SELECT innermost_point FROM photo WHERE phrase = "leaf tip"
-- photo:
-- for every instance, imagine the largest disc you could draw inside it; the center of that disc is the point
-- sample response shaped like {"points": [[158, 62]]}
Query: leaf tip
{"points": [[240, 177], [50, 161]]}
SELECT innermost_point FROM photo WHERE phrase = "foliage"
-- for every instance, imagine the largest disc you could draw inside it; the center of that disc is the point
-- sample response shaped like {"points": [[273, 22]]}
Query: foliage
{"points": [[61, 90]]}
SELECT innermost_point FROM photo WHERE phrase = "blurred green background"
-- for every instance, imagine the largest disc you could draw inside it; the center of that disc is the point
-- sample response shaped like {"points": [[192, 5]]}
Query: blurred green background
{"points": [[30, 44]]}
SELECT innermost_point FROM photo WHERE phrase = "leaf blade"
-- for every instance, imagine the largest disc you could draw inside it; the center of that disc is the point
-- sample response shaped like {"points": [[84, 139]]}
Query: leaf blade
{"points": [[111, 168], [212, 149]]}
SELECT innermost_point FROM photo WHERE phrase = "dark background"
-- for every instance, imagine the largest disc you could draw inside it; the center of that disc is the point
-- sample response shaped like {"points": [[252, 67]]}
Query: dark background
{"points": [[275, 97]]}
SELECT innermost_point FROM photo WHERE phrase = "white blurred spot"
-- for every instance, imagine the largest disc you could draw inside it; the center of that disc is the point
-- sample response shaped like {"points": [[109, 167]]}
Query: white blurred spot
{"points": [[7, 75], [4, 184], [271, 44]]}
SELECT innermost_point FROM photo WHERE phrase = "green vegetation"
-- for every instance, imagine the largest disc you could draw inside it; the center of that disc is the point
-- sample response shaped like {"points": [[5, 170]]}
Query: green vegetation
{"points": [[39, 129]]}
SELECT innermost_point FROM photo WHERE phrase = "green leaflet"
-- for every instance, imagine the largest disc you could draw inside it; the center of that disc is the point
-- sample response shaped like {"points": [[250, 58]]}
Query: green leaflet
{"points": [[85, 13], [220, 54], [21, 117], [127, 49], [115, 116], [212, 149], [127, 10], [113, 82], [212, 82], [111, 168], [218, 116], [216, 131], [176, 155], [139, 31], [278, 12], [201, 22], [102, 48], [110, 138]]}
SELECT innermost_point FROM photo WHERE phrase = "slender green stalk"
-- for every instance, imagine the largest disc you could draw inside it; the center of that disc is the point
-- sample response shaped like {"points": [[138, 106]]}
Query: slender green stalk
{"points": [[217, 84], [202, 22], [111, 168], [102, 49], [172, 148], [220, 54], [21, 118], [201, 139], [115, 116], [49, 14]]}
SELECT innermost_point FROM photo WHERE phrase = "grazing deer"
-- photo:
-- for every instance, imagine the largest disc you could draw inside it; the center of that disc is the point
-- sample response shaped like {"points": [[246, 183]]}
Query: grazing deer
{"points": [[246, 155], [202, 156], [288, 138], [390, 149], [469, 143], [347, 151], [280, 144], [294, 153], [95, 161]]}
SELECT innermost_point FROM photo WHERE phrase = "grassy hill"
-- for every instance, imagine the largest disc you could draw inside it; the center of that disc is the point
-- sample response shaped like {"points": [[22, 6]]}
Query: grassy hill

• [WHAT NEEDS TO BE DONE]: Copy out every line above that contains the word "background".

• [RESPONSE TO THIS EXERCISE]:
SELECT innermost_point FROM photo WHERE phrase = "blurred green background"
Query: blurred green background
SELECT innermost_point FROM photo WHERE phrase = "dark background"
Query: dark background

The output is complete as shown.